EXTRACTED RECORDS ::
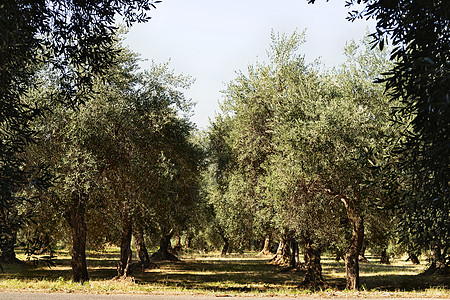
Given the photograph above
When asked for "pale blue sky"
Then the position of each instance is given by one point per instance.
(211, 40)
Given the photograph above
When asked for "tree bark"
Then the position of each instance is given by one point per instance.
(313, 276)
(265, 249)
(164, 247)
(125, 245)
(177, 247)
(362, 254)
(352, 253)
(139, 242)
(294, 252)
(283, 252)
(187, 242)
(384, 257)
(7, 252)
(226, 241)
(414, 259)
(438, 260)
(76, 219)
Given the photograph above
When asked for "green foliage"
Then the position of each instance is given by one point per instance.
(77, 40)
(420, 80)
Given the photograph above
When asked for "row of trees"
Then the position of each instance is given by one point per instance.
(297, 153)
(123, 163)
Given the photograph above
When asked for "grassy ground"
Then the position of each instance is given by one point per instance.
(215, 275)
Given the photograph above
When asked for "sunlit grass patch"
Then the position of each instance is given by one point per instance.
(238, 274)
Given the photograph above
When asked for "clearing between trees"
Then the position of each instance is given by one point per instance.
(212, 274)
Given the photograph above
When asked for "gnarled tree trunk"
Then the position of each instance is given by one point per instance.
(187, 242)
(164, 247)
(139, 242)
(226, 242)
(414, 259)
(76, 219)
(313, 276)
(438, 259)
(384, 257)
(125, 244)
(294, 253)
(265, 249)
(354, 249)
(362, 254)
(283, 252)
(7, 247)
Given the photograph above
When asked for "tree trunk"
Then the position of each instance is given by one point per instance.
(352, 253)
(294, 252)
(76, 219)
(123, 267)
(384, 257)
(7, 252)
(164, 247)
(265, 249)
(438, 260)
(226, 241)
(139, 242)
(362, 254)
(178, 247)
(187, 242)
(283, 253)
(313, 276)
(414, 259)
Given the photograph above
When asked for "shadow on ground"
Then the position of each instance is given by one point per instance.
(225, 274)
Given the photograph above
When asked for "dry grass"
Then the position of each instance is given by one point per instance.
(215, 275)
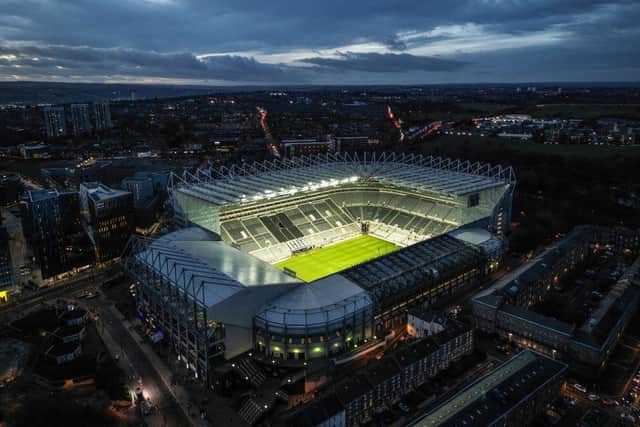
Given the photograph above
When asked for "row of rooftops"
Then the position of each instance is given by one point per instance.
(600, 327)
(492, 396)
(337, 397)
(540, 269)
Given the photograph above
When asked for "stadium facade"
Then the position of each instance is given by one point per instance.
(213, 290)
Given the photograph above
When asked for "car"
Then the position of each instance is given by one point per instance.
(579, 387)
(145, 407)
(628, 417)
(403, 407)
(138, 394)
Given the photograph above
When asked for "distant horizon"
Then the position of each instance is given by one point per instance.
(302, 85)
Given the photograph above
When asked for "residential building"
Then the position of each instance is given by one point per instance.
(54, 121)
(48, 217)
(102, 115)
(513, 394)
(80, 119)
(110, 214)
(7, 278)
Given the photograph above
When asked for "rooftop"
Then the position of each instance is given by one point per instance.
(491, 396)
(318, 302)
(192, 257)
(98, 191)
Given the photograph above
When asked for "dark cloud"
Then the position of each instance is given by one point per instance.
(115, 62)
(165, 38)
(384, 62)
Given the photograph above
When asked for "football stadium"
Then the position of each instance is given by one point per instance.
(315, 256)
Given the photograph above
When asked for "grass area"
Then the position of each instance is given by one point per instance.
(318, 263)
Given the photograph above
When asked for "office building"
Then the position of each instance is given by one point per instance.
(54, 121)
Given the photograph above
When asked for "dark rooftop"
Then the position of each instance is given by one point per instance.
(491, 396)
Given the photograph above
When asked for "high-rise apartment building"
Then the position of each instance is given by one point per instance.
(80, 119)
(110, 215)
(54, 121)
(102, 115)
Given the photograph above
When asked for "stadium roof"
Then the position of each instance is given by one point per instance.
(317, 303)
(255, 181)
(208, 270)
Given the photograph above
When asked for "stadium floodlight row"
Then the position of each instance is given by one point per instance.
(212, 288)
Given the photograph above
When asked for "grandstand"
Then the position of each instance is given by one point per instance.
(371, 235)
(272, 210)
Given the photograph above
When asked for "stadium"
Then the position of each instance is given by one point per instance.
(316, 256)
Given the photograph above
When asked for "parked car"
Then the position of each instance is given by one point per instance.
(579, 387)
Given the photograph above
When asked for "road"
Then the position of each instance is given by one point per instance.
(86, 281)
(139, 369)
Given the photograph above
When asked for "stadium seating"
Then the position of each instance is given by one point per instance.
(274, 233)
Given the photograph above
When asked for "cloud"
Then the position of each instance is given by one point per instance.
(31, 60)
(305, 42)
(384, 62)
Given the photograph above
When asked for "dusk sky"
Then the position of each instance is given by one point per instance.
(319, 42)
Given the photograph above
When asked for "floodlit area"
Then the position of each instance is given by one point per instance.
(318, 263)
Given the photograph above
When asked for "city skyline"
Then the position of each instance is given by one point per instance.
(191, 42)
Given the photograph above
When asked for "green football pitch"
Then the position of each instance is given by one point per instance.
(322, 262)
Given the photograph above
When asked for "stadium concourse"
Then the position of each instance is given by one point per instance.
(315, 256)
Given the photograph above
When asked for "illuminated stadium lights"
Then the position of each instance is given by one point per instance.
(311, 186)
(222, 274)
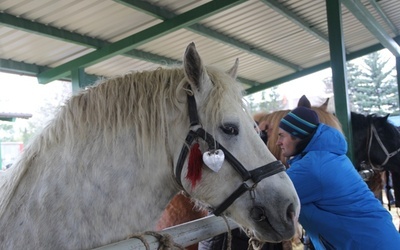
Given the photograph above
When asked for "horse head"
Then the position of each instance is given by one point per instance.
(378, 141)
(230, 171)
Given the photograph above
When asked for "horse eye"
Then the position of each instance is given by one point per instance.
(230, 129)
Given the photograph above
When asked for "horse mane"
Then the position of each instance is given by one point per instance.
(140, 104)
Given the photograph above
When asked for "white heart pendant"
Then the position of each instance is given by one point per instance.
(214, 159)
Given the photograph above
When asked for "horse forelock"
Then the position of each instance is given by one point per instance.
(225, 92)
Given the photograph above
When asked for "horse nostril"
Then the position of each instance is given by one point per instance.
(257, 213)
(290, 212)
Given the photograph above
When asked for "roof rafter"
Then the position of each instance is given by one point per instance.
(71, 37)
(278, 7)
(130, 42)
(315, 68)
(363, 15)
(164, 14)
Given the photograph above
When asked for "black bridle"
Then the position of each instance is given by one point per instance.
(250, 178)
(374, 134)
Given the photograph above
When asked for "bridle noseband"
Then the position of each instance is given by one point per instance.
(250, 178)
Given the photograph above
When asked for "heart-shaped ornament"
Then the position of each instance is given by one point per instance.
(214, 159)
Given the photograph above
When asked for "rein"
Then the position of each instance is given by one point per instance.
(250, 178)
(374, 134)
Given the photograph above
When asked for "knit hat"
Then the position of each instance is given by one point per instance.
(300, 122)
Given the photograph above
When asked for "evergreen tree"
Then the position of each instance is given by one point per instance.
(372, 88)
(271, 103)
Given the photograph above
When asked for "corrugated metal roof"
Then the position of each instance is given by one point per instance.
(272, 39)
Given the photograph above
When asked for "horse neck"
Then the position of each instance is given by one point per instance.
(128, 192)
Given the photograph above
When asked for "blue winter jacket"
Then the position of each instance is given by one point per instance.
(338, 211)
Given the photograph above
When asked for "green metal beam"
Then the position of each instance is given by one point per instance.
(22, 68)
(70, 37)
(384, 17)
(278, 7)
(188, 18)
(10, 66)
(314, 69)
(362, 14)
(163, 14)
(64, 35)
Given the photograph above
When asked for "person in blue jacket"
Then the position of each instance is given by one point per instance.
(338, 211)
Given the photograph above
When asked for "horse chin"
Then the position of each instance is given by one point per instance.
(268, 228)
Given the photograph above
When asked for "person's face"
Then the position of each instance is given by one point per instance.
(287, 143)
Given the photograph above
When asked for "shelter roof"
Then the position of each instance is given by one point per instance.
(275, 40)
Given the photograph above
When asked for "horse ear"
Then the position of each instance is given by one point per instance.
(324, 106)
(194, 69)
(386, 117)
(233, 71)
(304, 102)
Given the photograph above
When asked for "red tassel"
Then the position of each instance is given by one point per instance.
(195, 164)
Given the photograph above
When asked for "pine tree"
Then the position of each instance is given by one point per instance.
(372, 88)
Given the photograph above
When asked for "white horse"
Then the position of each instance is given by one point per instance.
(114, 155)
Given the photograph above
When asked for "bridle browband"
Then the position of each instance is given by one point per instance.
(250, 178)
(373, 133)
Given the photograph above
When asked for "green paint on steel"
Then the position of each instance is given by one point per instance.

TASK PROMPT ::
How many lines in the entries contain the word "metal"? Reply with the number alone.

REPLY ::
2